## EXTRAIT FOURNI
════════

Il se confirmerait donc que ma réplique au matérialisme spéculatif suppose une spéculation tout aussi aventureuse, mais qui n’ose pas dire son nom ? Une métaphysique inconsciente d’elle-même serait-elle bien la contrepartie de mes avertissements conscients contre la résurgence des illusions de la métaphysique ?

Cette inquiétude n’est pas sans motifs, mais elle peut aisément être conjurée. Elle l’a d’ailleurs déjà été dans quelques phrases de Maintenant la finitude. « Ce qui est déclaré ne pas être dit n’est vraiment pas dit ; ce qui est déclaré ne pas être pensé n’est vraiment pas pensé[16]. » La remarque est inspirée des derniers aphorismes du Tractatus logico-philosophicus. Malgré la trace des mots, Wittgenstein n’y dit vraiment pas que « le monde et la vie ne font qu’un[17] ». Car il finit par retirer cette proposition, et les autres de ce genre, en indiquant que leur dire apparent n’avait d’autre but que d’inviter leur lecteur à voir pleinement ce qui, dans la vie, se présente comme monde. Mais il faut à présent que je précise cette stratégie, ou que je m’en explique autrement.

Indubitablement, les substituts que j’ai proposés à l’ontologie de choses-devant-nous, et à la thèse d’un face-à-face entre le monde-sans-nous et le nous-sans-monde, ont tellement l’allure de représentations opposées à d’autres représentations, de récits endo-cosmiques visant à remplacer les grands récits cosmogoniques, qu’on peut se laisser captiver par leur sens manifeste. Pourtant, les représentations et les récits substitutifs que j’ai proposés n’ont, comme chez Wittgenstein, d’autre fonction que thérapeutique, à travers le procédé courant de l’antidote. Leur sens latent ne s’identifie pas à ce qu’ils semblent dire ; il est celui d’un procédé de transformation du voir.

L’usage que je fais de l’endo-ontologie doit se comprendre de cette manière. Chez Merleau-Ponty, l’endo-ontologie s’éloigne déjà beaucoup de l’ontologie, puisqu’elle n’est pas un discours sur l’être, mais une tentative d’articuler discursivement la manifestation tacite de l’indifférenciation entre le locuteur et ce qui est. Elle est « une philosophie de l’inhérence, de l’habitation[18] » ; elle n’est pas une philosophie de la déhiscence, de la caractérisation. Elle se reconnaît paradoxale, parce que, si elle utilise le procédé courant de la désignation par des noms, et de la prédication par des adjectifs, c’est pour signifier l’impossibilité de faire référence à autre chose que ce qui se vit et s’exprime durant le processus de désigner. Dans ces conditions, reconnaît Merleau-Ponty, le phénoménologue « devrait se taire, coïncider en silence, et rejoindre dans l’être une philosophie qui y est déjà faite[19] ». Le problème est qu’en écrivant cela Merleau-Ponty contrevient instantanément (et sciemment) à sa propre prescription. Car, en esquissant le mouvement de regagner son habitat originel, il fait comme s’il y avait là, devant son attention, un lieu d’être d’où il serait exilé et dont il se sait pourtant résident ; il fait comme s’il y avait un quelque part comme « l’être » qu’il peut nommer dans sa position temporaire d’exil, avant d’oublier jusqu’à la sonorité de son nom lorsqu’il s’y est rapatrié.

════════

Prolongez l'extrait sur l'endo-ontologie en enchaînant directement après sa dernière phrase. Les enregistrements qui suivent forment un matériau distinct de l'extrait sur l'endo-ontologie.

## ENREGISTREMENTS FOURNIS
════════

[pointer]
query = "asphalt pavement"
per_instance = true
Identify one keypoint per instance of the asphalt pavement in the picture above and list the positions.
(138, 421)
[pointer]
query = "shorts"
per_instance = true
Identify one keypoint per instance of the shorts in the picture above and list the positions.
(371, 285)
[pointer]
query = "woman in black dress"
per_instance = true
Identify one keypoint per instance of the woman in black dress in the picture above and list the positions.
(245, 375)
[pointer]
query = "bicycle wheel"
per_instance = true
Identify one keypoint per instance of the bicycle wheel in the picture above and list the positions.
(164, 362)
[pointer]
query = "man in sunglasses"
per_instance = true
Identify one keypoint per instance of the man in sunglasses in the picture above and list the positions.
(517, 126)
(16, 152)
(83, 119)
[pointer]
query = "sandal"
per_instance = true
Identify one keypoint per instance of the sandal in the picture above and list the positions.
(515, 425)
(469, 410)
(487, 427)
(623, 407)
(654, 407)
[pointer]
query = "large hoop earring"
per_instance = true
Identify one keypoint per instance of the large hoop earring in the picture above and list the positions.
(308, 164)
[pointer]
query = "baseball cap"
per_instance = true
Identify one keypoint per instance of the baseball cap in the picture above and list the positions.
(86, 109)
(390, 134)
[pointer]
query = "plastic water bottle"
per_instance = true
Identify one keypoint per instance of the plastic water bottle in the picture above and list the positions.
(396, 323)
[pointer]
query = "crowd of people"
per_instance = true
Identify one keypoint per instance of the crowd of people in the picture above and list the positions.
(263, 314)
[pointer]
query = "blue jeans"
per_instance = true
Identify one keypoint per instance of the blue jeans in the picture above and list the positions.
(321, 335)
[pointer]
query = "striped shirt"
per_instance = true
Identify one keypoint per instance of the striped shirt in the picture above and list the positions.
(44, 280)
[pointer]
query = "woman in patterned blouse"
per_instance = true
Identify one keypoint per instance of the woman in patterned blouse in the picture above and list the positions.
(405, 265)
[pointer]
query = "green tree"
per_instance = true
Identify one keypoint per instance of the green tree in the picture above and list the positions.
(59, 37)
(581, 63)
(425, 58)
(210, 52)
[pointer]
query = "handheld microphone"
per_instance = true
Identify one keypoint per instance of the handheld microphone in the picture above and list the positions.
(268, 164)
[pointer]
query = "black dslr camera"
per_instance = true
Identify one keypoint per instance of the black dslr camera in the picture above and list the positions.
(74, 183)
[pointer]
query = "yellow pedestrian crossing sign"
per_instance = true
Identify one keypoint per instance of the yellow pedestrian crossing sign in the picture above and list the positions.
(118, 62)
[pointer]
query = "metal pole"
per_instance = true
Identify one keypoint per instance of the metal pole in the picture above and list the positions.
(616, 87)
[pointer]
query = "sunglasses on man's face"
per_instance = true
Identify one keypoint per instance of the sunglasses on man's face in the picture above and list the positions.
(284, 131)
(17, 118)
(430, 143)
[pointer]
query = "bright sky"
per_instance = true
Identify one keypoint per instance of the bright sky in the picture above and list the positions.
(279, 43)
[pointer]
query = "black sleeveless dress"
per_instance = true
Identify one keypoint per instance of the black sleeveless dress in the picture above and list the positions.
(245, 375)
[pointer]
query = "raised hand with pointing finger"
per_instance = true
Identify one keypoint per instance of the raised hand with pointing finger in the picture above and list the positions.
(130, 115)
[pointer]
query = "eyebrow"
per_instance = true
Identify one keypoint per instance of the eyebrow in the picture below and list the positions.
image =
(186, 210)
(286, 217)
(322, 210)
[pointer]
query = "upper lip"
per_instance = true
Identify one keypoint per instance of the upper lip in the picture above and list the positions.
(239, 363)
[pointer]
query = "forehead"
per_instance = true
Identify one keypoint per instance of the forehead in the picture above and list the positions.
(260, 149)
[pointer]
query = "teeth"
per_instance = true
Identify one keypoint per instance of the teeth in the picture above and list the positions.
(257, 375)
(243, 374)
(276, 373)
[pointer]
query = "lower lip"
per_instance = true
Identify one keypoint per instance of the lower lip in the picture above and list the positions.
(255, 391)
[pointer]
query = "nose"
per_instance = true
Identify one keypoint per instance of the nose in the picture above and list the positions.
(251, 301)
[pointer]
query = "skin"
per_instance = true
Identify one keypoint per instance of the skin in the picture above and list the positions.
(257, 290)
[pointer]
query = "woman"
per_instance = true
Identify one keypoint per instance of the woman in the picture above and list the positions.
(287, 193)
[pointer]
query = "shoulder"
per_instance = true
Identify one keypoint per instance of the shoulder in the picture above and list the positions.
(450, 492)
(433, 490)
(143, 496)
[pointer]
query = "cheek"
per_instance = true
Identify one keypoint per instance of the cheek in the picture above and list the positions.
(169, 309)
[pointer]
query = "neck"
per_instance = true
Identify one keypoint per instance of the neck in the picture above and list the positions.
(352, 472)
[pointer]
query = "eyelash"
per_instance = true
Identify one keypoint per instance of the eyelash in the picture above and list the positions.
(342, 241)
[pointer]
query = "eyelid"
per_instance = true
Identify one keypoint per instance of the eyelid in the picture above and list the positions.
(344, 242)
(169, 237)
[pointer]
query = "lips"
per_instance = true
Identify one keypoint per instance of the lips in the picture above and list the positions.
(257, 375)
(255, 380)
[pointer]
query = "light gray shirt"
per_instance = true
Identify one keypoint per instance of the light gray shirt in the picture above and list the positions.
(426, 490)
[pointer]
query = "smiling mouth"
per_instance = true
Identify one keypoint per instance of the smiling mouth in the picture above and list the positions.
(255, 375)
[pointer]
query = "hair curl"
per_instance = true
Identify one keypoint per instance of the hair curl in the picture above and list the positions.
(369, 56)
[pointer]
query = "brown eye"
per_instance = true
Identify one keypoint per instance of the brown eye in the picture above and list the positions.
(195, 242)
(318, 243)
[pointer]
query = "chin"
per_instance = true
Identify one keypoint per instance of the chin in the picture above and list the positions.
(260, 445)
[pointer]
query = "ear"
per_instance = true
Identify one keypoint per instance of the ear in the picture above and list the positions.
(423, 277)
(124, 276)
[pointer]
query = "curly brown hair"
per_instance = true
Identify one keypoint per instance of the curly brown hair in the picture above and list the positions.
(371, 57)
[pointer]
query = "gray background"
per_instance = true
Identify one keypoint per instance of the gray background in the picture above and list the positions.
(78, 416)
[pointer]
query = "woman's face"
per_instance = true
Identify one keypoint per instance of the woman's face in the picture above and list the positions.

════════

## RÉSULTAT FINAL
Alors, plutôt que de rester enfermé dans ce type de contradiction, plutôt que d’avancer du bout des lèvres le concept d’inhérence propre à l’endo-ontologie tout en admettant son impropriété, il m’a semblé préférable d’aller jusqu’au bout de son discours, de le laisser se déployer assez longtemps pour qu’il remplisse son rôle d’antidote au discours ontologique. Une fois que l’endo-ontologie a pleinement déployé sa contre-image d’un réel insoustractible, une fois que cette contre-image a affaibli l’image « de bon sens » d’un réalisme soustractif, elle peut être écartée sans dommage, à la façon de l’échelle de Wittgenstein. Mais pas avant. C’est seulement après avoir accompli son oeuvre que le discours endo-ontologique peut être vu comme simple allégorie d’un geste de récollection post-discursif dans l’immanence de la vie vécue et pratique, ou comme introduction imagée à la sèche prescription du probabiliste radical d’Anna Longo : celle de parier et d’agir.

Il en va de même de mon usage d’expressions aussi chargées métaphysiquement que « l’expérience totale » ou le « je-ici-maintenant ». Impliquent-elles que la totalité vécue soit prise pour « fondement absolu », ou que « je vécu en son présent vivant » soit érigé en « principe suprême » ? La réponse à ces questions est négative, une fois encore. Ni fondement absolu, ni principe suprême, le présent vécu n’est poussé sur la scène des mots que pour signaler la possibilité de regagner son sûr refuge à chaque fois qu’un excès spéculatif nous égare, à chaque fois qu’un argument spéculatif semble nous déstabiliser. Autrement dit, les expressions « je-ici-maintenant » ou « l’expérience totale » ne désignent pas le socle inébranlable à partir duquel on serait en mesure d’avancer dans la connaissance, et sur lequel on pourrait construire avec sûreté l’édifice des principes et raisons du monde. Elles ne sont que l’allégorie d’un recul possible en ce lieu de coïncidence avec soi-même que rien ne peut perturber parce qu’il fait sien toute perturbation. Loin de s’inscrire dans des actes de langage locutoires décrivant un pilier fondateur, les expressions « je-ici-maintenant » ou « l’expérience totale » n’ont pour vocation que de vivifier des actes de langage perlocutoires, ou plus précisément auto-locutoires[20], visant à faire vivre ou à faire être (quelque chose à) quelqu’un.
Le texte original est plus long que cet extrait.